SET TASK
Can you repeat the stretch from the line containing "Would you be so kind as to mark the white" through the line containing "column 36, row 223", replacing "white van body" with "white van door" and keeping everything else the same?
==== DATA SUPPLIED ====
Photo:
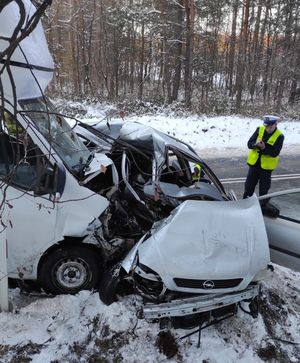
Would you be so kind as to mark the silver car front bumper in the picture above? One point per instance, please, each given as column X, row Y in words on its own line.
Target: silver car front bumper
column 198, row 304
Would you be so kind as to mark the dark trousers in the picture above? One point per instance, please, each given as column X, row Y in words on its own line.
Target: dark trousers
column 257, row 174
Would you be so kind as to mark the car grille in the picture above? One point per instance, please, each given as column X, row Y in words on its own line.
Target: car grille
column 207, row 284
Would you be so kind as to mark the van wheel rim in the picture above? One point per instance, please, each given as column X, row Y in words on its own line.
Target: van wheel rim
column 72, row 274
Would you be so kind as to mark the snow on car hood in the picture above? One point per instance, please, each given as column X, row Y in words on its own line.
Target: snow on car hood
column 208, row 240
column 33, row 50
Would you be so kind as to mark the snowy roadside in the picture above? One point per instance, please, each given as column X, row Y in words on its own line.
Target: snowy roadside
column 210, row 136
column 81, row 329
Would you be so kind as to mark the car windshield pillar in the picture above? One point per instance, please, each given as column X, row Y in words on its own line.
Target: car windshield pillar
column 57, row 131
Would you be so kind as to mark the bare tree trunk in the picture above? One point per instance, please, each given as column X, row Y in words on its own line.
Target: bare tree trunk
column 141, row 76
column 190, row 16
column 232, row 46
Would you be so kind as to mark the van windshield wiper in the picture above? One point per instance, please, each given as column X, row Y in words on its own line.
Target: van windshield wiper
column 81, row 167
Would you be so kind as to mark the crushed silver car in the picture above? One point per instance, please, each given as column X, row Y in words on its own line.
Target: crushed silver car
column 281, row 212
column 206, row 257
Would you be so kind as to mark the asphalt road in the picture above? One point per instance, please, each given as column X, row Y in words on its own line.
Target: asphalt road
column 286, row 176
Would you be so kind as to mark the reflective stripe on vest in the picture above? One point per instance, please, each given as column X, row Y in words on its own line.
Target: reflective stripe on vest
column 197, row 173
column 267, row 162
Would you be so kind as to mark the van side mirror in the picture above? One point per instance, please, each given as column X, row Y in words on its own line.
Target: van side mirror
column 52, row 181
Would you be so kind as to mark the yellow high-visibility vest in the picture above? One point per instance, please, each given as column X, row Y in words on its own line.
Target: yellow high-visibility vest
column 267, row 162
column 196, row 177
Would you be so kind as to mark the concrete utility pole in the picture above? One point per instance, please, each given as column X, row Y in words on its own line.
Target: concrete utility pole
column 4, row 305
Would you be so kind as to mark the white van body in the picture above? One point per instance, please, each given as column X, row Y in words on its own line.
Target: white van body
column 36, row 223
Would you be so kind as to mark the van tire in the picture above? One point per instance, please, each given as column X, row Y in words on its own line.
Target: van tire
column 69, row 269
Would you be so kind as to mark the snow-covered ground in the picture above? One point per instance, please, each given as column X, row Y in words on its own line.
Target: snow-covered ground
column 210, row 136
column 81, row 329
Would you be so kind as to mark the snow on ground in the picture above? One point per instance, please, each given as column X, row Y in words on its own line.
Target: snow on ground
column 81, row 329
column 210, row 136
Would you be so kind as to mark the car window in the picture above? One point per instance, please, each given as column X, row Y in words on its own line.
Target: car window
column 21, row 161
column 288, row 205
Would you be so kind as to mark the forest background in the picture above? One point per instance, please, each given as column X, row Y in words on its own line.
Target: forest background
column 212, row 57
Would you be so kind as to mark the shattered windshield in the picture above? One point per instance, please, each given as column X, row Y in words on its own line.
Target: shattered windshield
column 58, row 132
====
==== DATA SUPPLIED ====
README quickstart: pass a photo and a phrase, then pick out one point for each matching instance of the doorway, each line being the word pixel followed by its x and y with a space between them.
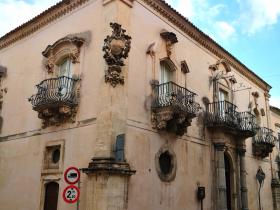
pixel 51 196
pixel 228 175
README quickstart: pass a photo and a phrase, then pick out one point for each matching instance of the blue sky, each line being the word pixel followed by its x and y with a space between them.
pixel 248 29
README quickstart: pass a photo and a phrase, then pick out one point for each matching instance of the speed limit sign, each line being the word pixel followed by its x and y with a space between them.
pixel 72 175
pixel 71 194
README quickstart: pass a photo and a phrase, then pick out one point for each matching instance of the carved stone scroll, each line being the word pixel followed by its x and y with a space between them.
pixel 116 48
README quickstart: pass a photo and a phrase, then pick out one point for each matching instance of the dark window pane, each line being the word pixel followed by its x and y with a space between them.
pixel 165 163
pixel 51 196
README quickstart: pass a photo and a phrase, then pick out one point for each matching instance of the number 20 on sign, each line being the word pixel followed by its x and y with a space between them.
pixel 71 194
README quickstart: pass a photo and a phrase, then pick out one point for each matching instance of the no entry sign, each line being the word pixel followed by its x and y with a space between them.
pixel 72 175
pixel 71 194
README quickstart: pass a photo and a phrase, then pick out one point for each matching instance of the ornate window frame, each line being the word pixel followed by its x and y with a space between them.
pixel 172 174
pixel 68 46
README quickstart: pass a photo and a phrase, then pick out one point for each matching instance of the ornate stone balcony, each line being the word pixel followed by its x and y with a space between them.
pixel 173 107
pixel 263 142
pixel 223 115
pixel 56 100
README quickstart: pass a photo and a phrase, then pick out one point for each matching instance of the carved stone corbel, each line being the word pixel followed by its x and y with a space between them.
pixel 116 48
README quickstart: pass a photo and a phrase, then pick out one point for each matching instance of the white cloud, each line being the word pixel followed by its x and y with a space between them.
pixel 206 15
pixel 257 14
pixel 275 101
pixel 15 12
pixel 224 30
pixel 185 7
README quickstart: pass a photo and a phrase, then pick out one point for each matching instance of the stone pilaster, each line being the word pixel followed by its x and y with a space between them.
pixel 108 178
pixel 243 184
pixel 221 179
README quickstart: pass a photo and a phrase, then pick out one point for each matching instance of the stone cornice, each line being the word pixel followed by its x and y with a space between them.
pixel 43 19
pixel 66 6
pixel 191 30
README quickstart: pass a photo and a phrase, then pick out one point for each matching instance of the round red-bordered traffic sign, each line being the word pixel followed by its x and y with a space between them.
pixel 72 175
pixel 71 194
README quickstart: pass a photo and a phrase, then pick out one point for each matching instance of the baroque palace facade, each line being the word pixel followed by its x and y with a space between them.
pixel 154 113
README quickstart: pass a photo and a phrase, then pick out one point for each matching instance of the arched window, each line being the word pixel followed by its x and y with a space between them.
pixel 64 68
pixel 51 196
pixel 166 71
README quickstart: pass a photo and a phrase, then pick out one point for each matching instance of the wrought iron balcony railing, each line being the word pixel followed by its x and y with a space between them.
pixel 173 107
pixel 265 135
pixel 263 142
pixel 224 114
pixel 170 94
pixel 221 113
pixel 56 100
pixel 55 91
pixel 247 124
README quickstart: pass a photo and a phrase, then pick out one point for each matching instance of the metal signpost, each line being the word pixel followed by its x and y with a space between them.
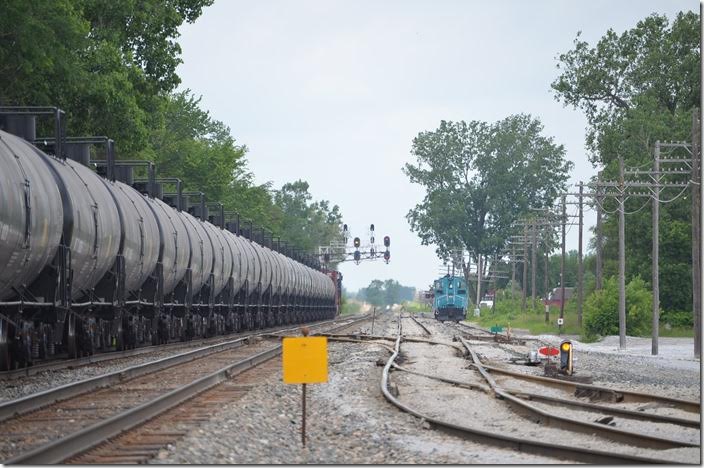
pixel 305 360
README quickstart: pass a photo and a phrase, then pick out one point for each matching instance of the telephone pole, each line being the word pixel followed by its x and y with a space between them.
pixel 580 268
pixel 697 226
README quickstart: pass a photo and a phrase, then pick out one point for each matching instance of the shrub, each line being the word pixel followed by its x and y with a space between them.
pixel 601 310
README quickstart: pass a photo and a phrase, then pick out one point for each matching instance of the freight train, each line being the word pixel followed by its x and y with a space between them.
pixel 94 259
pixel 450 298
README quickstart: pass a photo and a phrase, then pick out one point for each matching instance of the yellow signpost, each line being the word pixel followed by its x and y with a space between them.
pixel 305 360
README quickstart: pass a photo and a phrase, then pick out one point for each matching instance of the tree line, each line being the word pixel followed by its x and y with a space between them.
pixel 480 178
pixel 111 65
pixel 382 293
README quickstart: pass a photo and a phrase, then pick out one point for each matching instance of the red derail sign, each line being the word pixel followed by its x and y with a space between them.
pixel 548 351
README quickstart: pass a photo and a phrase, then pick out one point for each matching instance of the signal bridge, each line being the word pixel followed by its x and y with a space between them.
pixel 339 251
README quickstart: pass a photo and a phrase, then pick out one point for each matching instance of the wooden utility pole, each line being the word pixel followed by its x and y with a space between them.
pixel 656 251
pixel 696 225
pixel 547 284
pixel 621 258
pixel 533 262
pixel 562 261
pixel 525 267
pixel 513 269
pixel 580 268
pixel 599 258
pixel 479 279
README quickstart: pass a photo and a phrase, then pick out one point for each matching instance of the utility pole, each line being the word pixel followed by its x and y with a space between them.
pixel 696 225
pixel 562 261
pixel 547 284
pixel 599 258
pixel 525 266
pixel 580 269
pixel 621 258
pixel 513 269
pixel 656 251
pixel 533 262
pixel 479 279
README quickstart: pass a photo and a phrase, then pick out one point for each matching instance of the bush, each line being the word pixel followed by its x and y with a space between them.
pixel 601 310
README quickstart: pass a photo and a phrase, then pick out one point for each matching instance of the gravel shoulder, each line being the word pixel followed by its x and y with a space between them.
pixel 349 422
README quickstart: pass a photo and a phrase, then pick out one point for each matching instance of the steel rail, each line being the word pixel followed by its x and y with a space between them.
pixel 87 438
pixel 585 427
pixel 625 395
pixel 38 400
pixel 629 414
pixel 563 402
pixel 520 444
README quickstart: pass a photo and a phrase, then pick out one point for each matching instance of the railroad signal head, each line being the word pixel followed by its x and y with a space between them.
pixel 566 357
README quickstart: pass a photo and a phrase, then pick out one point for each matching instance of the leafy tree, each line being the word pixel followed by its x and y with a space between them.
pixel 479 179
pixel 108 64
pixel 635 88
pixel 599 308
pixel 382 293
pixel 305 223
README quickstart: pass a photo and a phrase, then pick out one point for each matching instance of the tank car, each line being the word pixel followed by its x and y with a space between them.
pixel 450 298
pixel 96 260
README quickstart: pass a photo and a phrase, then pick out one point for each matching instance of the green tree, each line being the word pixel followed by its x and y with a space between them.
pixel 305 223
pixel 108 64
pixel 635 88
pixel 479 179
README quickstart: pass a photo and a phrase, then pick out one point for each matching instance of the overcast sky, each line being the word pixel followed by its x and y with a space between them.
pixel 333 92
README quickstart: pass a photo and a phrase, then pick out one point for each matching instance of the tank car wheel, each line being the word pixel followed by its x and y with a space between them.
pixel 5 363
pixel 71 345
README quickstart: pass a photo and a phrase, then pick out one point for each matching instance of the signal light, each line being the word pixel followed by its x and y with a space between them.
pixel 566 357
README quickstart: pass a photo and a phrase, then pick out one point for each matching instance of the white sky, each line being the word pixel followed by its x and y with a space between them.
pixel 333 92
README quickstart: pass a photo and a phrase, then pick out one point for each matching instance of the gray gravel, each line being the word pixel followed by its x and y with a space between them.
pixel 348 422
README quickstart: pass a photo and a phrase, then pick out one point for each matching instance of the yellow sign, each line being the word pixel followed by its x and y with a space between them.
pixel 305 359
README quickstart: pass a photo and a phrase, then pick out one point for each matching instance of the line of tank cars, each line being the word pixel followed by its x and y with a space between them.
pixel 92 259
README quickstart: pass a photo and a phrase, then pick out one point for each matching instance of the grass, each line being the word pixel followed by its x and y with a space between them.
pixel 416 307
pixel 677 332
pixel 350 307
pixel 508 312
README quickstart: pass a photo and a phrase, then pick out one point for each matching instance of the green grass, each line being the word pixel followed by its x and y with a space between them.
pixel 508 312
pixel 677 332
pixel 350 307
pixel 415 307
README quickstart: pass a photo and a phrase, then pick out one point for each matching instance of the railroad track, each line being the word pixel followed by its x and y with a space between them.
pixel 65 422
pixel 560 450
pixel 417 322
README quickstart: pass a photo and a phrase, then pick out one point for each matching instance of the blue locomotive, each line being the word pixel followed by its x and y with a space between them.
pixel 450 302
====
RESPONSE
Would you be so kind as to mark the white van door in the picture above? One point per instance, please, each given as column X, row Y in words on its own line.
Target: white van door
column 36, row 223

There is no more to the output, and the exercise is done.